Carry on the article about BHP as a stock pick for 2025, picking up right after its last sentence.

Document text:
+ + + + + + +

With BHP down again today, it’s timely that I take a long hard look at my favourite individual stock plays for 2025 and that would be BHP, followed by CSL. Both of these conform to my criteria for going long and hard on investments.
What criteria? First, it’s a quality investment or company. Second, the market is beating up on the stock.
Third it’s the kind of investment you always want in your portfolio, preferably bought at a great price.
If there’s one thing I love about a stock I’m backing, it’s when I see the directors of that company buying stock in their company.
I recently stumbled on this information that showed BHP’s directors were in a ‘buy, buy, buy’ state of mind.

Keeping to the positive, this is what the analysts on FNArena are thinking about the company — the target price is $44.93, which implies a 10.6% upside. I don’t mind making over 10% in a year on arguably the best mining company in the world.
And the long-term chart for BHP’s share price shows it has a bounce back inclination after a sell-off.
BHP

Below is the table showing the individual views of analysts, with both Morgan Stanley and Morgans very bullish on the company, with their calculations coming up with 19% and 18% gains respectively.
But let’s dig deeper and see what the standout arguments for the company are.

+ + + + + + +

Raw data:
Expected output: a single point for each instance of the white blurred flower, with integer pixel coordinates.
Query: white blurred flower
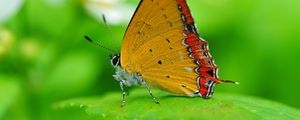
(115, 11)
(6, 41)
(8, 8)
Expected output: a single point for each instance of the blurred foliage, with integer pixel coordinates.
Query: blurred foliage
(44, 58)
(141, 107)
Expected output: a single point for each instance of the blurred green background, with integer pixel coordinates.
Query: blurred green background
(45, 59)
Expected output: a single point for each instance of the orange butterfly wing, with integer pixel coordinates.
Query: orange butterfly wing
(162, 46)
(153, 47)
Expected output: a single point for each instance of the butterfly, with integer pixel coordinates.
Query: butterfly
(162, 48)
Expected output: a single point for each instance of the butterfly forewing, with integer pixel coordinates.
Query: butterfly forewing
(153, 47)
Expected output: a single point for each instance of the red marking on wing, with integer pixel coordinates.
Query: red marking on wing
(186, 11)
(198, 49)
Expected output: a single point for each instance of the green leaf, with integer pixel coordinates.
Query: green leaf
(9, 90)
(139, 105)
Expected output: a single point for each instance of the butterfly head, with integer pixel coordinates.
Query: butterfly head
(115, 60)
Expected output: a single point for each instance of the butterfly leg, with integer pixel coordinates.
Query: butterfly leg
(150, 92)
(123, 93)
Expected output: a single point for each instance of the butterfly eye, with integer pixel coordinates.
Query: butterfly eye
(115, 60)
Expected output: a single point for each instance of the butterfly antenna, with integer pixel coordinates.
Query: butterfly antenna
(109, 29)
(97, 43)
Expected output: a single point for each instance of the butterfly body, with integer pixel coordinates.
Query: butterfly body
(162, 48)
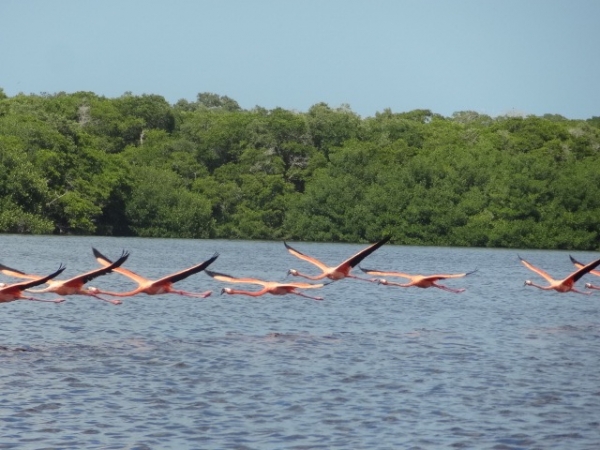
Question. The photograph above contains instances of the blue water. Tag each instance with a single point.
(500, 366)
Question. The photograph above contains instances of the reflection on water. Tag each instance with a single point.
(500, 366)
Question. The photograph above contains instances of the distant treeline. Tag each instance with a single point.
(138, 166)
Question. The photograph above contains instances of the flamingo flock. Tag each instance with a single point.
(328, 275)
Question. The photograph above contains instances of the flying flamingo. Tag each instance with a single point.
(75, 285)
(12, 292)
(564, 285)
(593, 272)
(338, 272)
(421, 281)
(269, 287)
(163, 285)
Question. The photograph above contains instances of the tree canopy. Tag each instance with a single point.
(138, 166)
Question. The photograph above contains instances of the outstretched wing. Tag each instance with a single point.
(358, 257)
(104, 261)
(178, 276)
(88, 276)
(537, 270)
(29, 284)
(579, 265)
(16, 273)
(306, 258)
(585, 269)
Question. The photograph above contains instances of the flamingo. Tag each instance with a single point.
(564, 285)
(420, 281)
(269, 287)
(12, 292)
(163, 285)
(593, 272)
(75, 285)
(335, 272)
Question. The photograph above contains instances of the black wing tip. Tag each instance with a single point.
(3, 267)
(60, 270)
(364, 269)
(213, 274)
(574, 261)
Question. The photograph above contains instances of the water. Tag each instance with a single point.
(500, 366)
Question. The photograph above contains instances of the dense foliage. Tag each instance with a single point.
(139, 166)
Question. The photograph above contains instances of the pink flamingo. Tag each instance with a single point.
(593, 272)
(12, 292)
(564, 285)
(338, 272)
(163, 285)
(269, 287)
(75, 285)
(420, 281)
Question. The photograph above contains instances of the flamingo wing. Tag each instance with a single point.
(537, 270)
(16, 273)
(230, 279)
(307, 258)
(579, 265)
(585, 269)
(41, 280)
(89, 276)
(358, 257)
(178, 276)
(104, 261)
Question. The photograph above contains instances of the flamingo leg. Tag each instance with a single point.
(446, 288)
(33, 299)
(191, 294)
(580, 292)
(359, 278)
(114, 302)
(306, 296)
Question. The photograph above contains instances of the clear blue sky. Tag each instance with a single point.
(494, 57)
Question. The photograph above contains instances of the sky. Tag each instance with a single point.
(495, 57)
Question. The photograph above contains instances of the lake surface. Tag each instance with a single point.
(500, 366)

+ + + + + + +

Answer to the exercise:
This is what FNArena’s team reported on each analyst:
- UBS
In a report issued yesterday, UBS gave an early review on BHP Group’s first half result released on the same day. The broker noted earnings were in line with consensus and there is no material change to unit cost or production guidance.
- Morgan Stanley
BHP Group delivered underlying net profit in the first half that was ahead of Morgan Stanley’s estimates.
- Ord Minnett
BHP Group’s first half of 2025 earnings were ahead of market expectations, but the interim dividend represented the lowest payout ratio in more than 10 years, Ord Minnett highlights.
- Morgans
First half results from BHP Group were largely in line with expectations. Morgans has some concerns regarding the company’s ability to pursue US$20-30 billion in new copper growth projects globally. The main issue is whether such growth can be supported as well as an above-market dividend yield, along with potential acquisitions, such as Anglo American. The broker considers it a “better than average probability” that a fresh approach will be made for Anglo American.
- Macquarie
Following immaterial changes to BHP Group forecasts following its first half results, Macquarie maintains its $42 target and outperform rating. At first glance, BHP Group’s first half results were in line and the dividend exceeded Macquarie’s estimates. Cost and production guidance are unchanged, and the cash flow appeared “solid”.
- Citi
BHP Group’s first half earnings (EBITDA) met consensus expectations and were 3% ahead of Citi’s forecast, while underlying profit beat the broker’s estimate by 4%. The US 50 cent dividend was in line.
What’s the summary here?
There’s nothing really annoying about BHP’s prospects, but the dividend drop could explain why the share price has had recent pressure, aside from other ‘big picture’ concerns.
These were captured in a piece in the AFR by Alex Gluyas under the foreboding headline: Investors dump iron ore stocks as big miners enter a new era.
Here are Gluyas’ main points:
- Lower profits.
- Reduced dividends.
- Fund managers are downbeat on iron ore miners.
- Iron ore prices to fall to $US80 a tonne from the $US106 of late.
- Supply from Africa and mine restarts could put pressure on prices.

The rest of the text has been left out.